Referring expression grounding data:
● ● ●

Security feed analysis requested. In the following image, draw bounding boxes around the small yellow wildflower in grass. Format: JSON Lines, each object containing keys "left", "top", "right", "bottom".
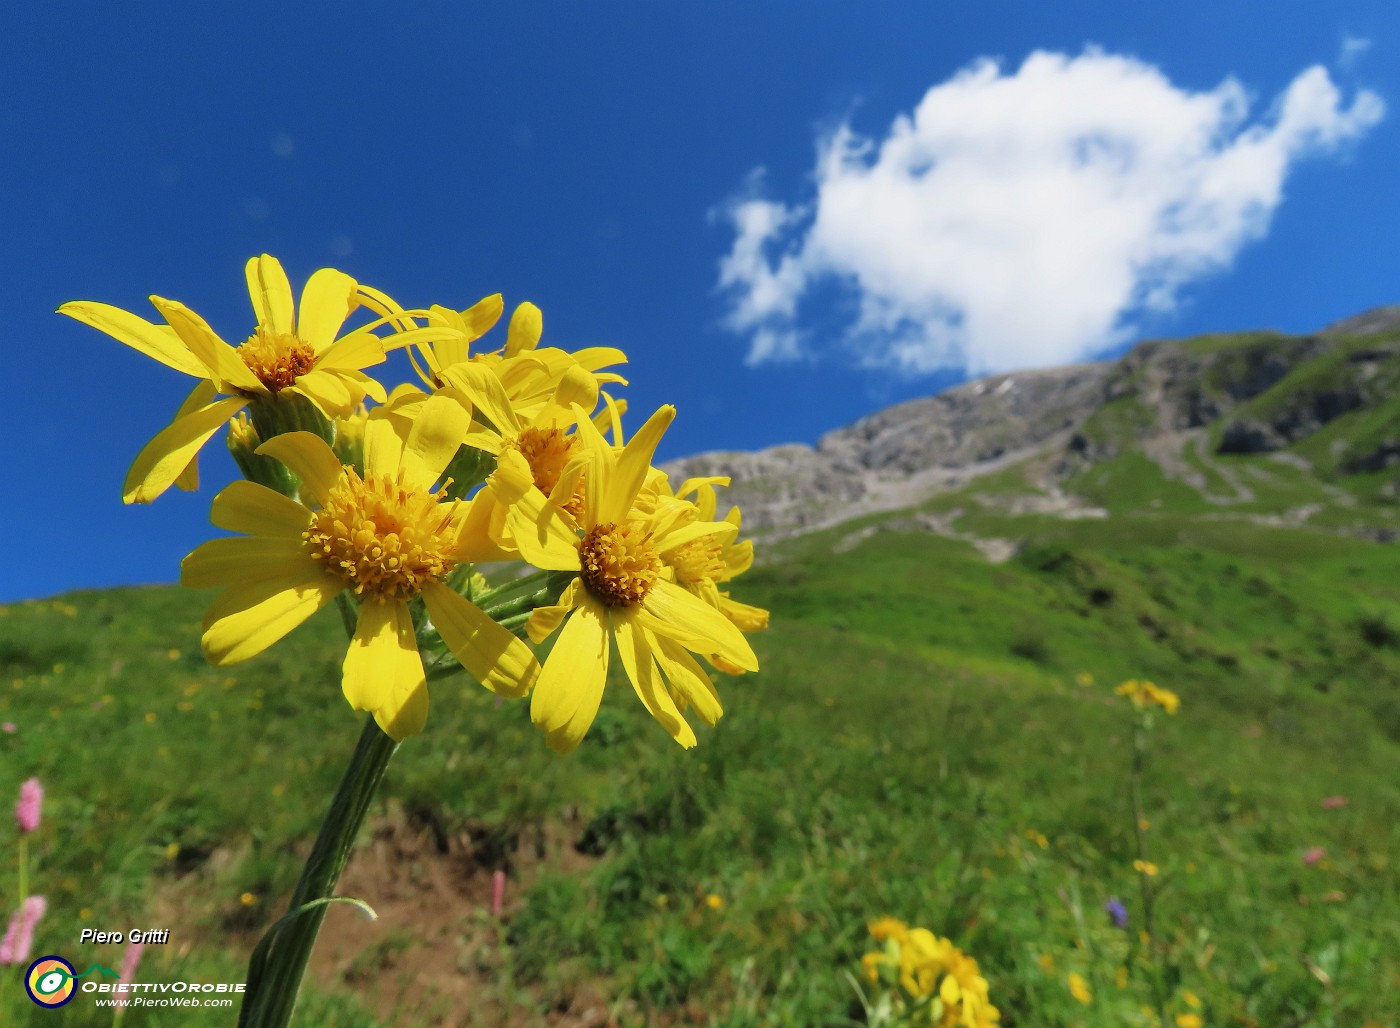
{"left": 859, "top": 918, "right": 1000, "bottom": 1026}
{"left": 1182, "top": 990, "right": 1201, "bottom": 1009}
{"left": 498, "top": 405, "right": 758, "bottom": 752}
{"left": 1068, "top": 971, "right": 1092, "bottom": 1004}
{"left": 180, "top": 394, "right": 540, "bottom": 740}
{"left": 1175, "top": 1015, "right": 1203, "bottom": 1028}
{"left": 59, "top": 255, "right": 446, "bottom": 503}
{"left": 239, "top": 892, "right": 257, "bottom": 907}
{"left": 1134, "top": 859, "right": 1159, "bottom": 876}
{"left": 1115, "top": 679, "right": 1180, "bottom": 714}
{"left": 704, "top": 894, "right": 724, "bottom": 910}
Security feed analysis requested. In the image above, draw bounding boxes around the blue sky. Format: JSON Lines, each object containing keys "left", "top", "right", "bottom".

● ● ●

• [Try it]:
Here the job is to print the data above exactly, except for any pictures.

• [Expected output]:
Security feed analysis requested. In the following image, draw bounding boxes around the small yellow wildflower in grass. Format: JSON Lines, each object containing keys "left", "top", "right", "bottom".
{"left": 859, "top": 918, "right": 1000, "bottom": 1026}
{"left": 1182, "top": 990, "right": 1201, "bottom": 1009}
{"left": 498, "top": 405, "right": 758, "bottom": 752}
{"left": 1068, "top": 971, "right": 1092, "bottom": 1004}
{"left": 180, "top": 394, "right": 540, "bottom": 740}
{"left": 1175, "top": 1015, "right": 1203, "bottom": 1028}
{"left": 59, "top": 255, "right": 446, "bottom": 503}
{"left": 239, "top": 892, "right": 257, "bottom": 907}
{"left": 1134, "top": 859, "right": 1159, "bottom": 876}
{"left": 1115, "top": 679, "right": 1180, "bottom": 714}
{"left": 704, "top": 894, "right": 724, "bottom": 910}
Security feed analysis requested. In the image above, draw bounding boxes around the blue sky. Format: JSON Lines, each object containing keys "left", "top", "right", "bottom".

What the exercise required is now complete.